─── ENTRIES PROVIDED

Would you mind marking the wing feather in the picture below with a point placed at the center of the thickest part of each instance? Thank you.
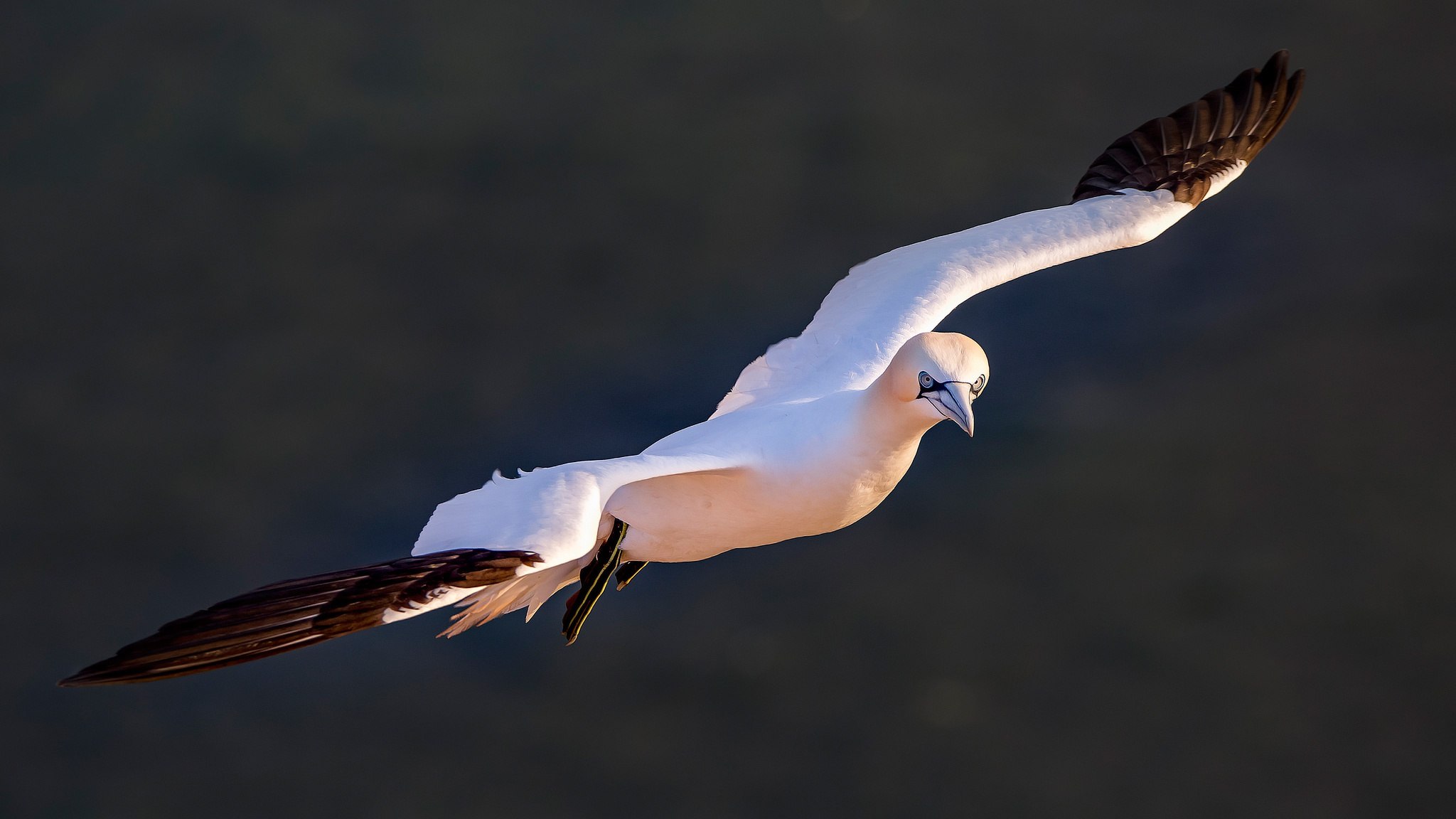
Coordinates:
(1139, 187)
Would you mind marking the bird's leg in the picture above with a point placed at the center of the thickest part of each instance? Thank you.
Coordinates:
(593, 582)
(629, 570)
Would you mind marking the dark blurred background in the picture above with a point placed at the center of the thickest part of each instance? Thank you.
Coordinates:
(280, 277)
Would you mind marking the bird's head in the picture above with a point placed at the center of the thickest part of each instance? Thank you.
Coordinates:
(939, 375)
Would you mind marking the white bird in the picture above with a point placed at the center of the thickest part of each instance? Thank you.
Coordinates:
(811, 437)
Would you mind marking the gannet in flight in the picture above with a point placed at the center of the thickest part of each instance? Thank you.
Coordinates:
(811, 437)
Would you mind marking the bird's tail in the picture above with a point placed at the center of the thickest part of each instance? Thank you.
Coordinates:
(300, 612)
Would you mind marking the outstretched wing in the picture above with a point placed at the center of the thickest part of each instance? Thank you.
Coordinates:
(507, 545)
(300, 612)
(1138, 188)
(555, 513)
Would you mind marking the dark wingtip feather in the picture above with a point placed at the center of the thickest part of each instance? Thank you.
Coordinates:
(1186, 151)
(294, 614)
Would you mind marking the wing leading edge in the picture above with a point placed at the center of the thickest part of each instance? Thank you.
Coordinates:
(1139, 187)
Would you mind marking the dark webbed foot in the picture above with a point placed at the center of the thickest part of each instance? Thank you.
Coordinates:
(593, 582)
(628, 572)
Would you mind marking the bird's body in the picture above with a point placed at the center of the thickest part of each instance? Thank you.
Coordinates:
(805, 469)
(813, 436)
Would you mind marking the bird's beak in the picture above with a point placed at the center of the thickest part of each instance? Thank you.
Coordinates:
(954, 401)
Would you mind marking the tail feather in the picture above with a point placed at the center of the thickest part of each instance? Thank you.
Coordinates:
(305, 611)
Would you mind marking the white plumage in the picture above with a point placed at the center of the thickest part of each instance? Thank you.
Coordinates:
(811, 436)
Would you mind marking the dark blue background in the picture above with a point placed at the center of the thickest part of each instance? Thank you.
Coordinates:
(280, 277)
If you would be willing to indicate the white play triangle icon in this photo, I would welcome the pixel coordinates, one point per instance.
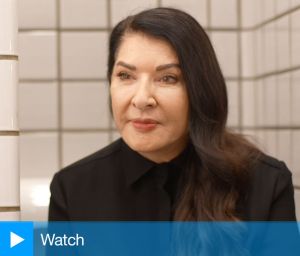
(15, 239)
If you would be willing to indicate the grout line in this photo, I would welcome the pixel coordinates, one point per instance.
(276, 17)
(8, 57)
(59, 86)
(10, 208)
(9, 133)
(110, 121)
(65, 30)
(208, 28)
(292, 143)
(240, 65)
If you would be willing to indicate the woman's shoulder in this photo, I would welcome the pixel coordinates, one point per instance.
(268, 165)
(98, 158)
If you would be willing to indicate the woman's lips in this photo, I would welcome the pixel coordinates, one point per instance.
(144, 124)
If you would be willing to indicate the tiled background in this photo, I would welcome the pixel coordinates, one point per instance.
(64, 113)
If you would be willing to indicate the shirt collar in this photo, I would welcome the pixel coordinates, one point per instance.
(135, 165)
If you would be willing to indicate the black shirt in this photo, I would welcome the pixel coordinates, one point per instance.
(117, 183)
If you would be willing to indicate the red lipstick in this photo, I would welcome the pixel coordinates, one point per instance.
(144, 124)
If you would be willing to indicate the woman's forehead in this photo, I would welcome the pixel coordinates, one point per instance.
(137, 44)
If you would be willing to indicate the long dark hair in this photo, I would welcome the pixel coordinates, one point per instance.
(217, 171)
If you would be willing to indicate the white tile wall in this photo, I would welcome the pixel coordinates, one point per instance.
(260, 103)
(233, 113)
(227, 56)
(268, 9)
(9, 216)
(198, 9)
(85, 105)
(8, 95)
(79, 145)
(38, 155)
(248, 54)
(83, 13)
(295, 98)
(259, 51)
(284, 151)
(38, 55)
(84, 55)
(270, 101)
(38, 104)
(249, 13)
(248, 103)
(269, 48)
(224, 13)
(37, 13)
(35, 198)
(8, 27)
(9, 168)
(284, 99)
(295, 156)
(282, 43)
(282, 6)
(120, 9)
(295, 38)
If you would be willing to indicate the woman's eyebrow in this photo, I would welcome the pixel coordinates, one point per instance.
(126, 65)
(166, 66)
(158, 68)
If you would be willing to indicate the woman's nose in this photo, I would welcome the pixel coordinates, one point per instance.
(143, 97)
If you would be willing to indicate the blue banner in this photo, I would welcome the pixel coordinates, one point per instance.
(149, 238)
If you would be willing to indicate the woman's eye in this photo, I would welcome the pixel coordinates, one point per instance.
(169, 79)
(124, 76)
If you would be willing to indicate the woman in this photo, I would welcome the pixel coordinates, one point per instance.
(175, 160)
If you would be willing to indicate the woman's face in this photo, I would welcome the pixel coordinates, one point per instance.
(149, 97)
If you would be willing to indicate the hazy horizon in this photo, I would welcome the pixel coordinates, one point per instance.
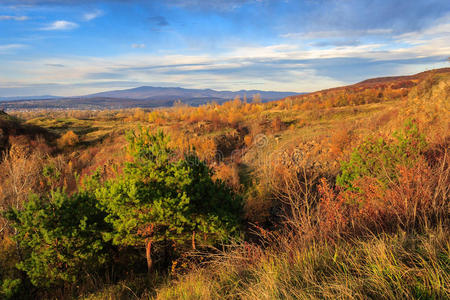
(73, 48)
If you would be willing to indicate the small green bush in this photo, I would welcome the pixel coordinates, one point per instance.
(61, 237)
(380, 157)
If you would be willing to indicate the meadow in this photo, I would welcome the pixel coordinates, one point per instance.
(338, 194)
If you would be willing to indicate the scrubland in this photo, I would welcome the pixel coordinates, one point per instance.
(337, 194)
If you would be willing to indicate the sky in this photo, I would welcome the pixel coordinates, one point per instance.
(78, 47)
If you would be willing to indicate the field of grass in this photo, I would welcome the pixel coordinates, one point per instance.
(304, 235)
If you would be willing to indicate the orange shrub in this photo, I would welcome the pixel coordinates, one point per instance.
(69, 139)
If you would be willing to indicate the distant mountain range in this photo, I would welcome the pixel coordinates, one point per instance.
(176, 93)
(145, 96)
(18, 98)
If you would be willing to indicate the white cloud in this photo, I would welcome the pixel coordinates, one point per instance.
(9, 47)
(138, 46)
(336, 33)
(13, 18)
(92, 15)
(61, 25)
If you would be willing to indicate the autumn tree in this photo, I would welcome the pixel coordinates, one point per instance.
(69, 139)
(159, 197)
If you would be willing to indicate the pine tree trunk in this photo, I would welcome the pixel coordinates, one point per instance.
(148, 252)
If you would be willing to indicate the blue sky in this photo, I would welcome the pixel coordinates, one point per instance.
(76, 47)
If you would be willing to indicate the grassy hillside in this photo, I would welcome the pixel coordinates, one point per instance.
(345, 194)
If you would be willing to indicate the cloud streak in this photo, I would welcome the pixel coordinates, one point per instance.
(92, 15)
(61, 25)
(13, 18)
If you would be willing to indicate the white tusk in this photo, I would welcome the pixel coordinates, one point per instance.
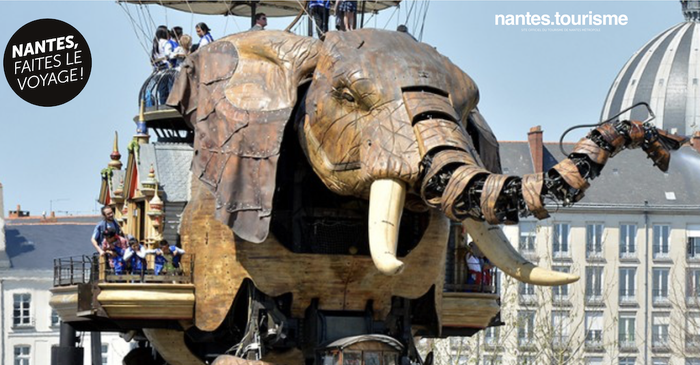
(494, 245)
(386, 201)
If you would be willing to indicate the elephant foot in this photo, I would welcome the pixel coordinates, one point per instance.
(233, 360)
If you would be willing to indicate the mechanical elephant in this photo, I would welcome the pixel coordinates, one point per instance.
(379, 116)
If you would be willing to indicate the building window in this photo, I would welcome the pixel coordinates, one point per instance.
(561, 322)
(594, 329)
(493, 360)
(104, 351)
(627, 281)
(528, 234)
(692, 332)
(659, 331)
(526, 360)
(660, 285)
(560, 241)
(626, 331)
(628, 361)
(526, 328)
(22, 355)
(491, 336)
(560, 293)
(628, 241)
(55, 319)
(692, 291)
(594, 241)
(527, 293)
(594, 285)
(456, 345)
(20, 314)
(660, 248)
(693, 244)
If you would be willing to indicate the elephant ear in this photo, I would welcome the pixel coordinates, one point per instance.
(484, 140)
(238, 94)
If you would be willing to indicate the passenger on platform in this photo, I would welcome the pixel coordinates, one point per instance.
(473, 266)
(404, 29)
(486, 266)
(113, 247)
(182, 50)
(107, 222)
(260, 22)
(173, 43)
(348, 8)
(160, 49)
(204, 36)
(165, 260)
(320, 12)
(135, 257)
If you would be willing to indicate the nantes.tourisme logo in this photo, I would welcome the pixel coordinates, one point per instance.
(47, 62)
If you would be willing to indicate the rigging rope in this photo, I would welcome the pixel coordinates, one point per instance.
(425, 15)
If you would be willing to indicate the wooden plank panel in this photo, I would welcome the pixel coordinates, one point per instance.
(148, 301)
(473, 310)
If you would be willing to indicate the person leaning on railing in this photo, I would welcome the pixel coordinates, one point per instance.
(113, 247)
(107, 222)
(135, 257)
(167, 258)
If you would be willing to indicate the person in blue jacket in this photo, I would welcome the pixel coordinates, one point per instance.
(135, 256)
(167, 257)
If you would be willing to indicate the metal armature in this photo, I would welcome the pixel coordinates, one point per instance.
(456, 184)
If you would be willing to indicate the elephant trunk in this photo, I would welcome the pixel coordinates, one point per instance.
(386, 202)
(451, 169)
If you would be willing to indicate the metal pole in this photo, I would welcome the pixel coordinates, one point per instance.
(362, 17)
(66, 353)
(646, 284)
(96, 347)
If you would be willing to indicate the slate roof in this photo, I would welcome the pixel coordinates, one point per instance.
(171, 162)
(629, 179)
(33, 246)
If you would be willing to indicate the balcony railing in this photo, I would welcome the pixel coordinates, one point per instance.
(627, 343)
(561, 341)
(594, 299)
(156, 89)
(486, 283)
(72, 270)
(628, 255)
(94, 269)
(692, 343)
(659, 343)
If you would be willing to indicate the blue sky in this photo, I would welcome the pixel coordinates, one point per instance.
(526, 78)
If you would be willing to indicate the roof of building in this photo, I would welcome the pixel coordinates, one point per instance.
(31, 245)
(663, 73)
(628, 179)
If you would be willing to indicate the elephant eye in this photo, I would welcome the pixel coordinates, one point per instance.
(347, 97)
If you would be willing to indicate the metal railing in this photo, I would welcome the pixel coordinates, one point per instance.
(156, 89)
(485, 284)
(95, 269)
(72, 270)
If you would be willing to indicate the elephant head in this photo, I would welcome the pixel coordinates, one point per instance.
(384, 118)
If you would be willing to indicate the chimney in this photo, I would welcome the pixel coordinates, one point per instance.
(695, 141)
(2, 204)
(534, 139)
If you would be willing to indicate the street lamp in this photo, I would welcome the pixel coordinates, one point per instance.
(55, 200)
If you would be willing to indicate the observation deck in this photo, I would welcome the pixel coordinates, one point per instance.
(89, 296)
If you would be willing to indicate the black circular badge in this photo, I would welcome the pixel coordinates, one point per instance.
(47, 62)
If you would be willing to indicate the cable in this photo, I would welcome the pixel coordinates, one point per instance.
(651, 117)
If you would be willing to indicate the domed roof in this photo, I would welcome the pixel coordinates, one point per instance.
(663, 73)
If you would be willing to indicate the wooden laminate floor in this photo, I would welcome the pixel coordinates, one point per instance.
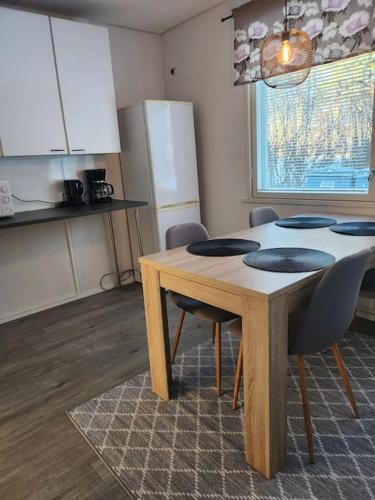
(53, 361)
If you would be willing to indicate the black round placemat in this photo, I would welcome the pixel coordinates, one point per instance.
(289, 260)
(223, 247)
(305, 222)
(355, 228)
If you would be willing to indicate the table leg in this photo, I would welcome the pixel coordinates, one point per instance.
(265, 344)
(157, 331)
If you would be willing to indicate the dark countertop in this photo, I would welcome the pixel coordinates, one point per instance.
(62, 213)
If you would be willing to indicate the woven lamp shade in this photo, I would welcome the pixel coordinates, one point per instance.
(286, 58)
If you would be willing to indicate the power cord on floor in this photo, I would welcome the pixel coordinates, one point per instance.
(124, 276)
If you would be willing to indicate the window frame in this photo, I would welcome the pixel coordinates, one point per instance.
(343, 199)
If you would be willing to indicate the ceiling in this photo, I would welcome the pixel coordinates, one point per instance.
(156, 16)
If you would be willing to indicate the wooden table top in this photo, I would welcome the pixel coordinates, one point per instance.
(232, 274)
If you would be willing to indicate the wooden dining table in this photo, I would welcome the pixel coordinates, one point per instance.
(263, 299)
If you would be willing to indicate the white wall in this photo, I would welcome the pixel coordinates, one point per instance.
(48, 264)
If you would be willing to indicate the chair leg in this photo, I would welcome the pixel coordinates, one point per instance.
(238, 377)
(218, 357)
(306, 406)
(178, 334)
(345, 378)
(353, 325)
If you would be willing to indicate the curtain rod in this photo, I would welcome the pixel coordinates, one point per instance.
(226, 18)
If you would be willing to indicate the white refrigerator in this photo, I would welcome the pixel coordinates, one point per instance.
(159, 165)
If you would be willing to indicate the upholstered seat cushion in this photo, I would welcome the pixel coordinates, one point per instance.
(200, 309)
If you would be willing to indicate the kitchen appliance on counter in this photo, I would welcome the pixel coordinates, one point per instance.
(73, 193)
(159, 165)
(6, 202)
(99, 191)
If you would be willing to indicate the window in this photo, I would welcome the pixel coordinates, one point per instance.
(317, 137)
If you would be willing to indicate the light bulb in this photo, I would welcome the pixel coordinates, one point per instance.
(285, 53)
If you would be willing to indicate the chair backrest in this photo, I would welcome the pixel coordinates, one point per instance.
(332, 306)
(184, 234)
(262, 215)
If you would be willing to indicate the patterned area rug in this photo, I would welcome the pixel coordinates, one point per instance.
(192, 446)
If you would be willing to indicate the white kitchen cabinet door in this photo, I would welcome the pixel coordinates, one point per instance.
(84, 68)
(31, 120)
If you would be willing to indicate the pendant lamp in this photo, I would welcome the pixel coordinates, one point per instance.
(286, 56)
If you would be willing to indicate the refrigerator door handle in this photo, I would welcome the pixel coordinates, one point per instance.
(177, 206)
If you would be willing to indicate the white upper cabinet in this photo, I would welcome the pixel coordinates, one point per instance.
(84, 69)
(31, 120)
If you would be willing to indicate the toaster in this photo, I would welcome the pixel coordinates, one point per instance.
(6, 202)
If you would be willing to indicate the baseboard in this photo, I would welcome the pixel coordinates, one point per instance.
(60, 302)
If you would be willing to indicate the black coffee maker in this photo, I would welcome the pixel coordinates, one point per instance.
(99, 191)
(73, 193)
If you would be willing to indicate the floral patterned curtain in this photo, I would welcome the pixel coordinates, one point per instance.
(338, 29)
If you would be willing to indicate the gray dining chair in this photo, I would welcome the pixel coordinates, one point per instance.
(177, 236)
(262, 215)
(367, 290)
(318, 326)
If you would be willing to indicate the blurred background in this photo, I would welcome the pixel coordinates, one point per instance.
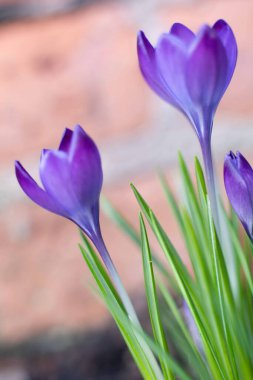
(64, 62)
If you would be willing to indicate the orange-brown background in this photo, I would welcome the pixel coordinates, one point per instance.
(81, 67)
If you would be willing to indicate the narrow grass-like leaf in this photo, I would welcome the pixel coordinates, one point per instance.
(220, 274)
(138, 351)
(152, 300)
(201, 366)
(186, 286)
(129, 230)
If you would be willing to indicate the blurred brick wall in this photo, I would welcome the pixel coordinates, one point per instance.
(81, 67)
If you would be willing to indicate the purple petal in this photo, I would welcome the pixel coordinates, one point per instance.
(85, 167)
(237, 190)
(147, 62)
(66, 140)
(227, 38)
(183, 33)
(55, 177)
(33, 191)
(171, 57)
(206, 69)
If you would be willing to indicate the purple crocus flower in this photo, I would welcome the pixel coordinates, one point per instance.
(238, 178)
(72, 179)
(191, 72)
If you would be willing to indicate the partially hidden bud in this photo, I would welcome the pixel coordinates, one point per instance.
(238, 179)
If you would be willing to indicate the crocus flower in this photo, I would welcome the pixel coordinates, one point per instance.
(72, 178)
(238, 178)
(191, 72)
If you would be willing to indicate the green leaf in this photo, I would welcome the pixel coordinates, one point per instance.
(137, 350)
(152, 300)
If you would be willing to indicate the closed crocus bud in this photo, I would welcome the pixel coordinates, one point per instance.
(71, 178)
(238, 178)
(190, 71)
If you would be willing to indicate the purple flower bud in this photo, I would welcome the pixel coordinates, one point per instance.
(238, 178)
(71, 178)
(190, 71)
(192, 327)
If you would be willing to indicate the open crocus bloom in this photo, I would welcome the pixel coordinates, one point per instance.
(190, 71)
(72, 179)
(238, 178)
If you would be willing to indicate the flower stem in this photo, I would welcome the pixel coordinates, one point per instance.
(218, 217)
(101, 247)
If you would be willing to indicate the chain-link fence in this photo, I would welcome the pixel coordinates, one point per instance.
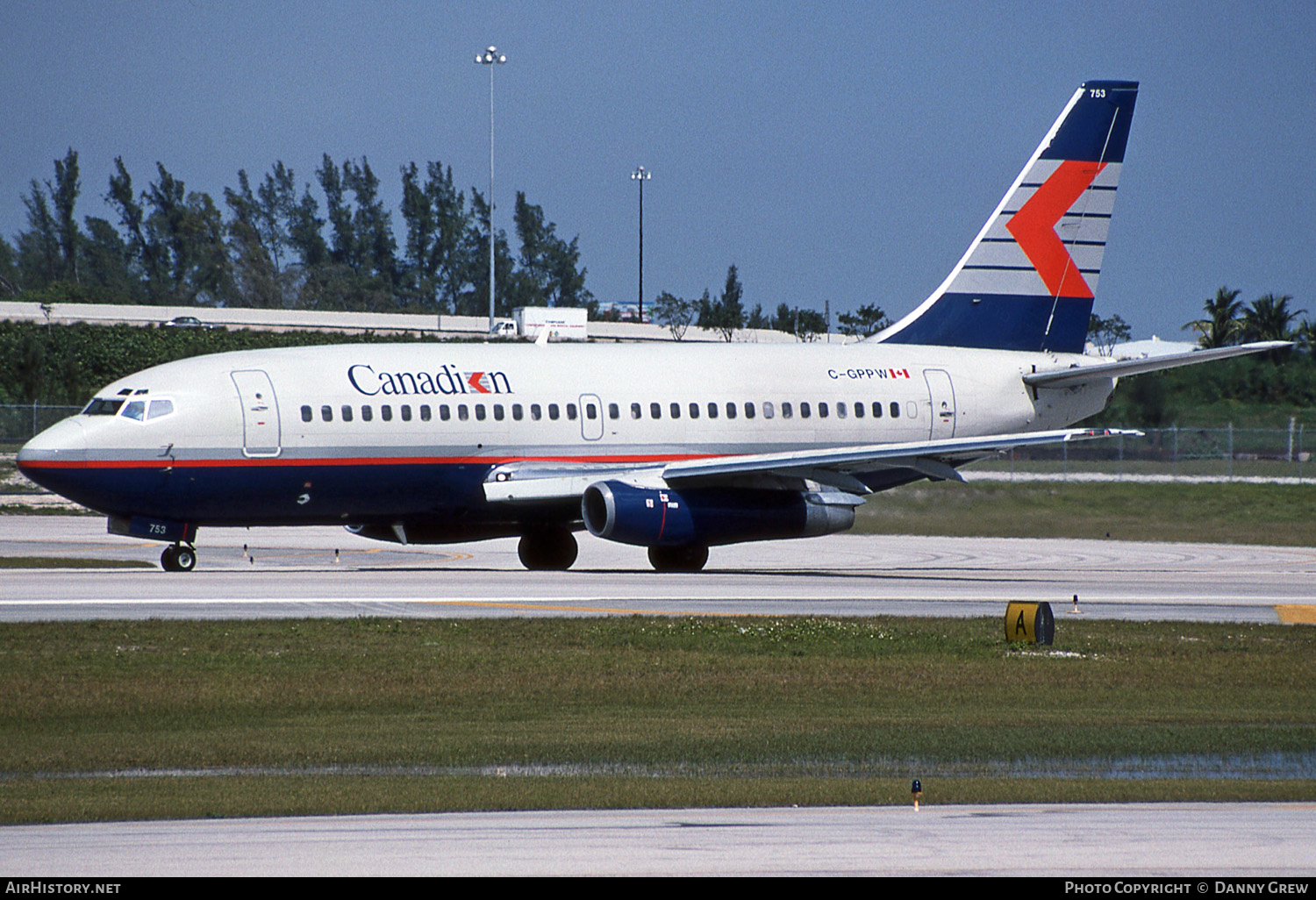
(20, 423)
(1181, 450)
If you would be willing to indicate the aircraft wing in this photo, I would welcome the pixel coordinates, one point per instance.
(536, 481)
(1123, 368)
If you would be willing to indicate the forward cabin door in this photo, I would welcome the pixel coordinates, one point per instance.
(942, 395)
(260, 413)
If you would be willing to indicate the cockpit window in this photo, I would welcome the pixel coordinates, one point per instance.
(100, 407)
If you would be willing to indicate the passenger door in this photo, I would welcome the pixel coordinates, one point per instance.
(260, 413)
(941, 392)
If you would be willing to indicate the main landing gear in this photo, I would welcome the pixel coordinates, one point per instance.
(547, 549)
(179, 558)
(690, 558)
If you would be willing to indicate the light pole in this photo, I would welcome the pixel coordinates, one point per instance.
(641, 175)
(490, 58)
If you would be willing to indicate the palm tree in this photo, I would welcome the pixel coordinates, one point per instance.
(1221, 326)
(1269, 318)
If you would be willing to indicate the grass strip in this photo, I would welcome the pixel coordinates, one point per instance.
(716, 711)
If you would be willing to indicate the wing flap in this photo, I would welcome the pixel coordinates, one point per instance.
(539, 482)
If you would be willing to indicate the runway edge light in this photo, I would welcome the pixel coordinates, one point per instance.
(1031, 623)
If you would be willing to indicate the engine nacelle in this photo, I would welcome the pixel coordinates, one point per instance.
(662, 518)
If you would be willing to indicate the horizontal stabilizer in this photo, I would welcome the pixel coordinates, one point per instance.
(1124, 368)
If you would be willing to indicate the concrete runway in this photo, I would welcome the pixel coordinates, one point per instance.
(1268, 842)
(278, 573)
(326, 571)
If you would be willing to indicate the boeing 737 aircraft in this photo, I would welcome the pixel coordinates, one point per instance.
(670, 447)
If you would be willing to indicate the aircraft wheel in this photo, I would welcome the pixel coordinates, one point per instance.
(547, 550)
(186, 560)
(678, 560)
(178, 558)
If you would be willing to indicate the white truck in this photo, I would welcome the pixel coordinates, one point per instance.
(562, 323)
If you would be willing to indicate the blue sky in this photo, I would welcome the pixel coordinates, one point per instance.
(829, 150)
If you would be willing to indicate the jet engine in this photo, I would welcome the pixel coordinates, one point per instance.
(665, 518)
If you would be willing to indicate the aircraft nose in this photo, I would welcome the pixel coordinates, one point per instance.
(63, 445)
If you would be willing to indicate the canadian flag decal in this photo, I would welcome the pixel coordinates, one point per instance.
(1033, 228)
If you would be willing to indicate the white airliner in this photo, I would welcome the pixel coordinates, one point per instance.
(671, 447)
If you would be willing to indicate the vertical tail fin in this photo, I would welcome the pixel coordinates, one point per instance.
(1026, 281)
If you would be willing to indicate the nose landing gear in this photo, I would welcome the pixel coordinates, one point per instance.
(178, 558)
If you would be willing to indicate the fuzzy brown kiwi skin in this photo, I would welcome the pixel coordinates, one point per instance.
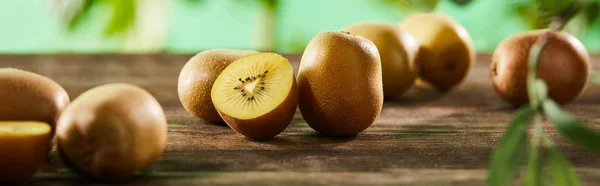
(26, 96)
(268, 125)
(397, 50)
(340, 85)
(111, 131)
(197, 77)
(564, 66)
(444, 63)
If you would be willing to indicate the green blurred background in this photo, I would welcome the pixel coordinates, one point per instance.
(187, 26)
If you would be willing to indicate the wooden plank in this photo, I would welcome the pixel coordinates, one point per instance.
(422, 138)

──────

• EXERCISE OBJECTIVE
Give only a number: how many lines of the data hold the string "bird"?

• OUTPUT FOR THIS EXERCISE
6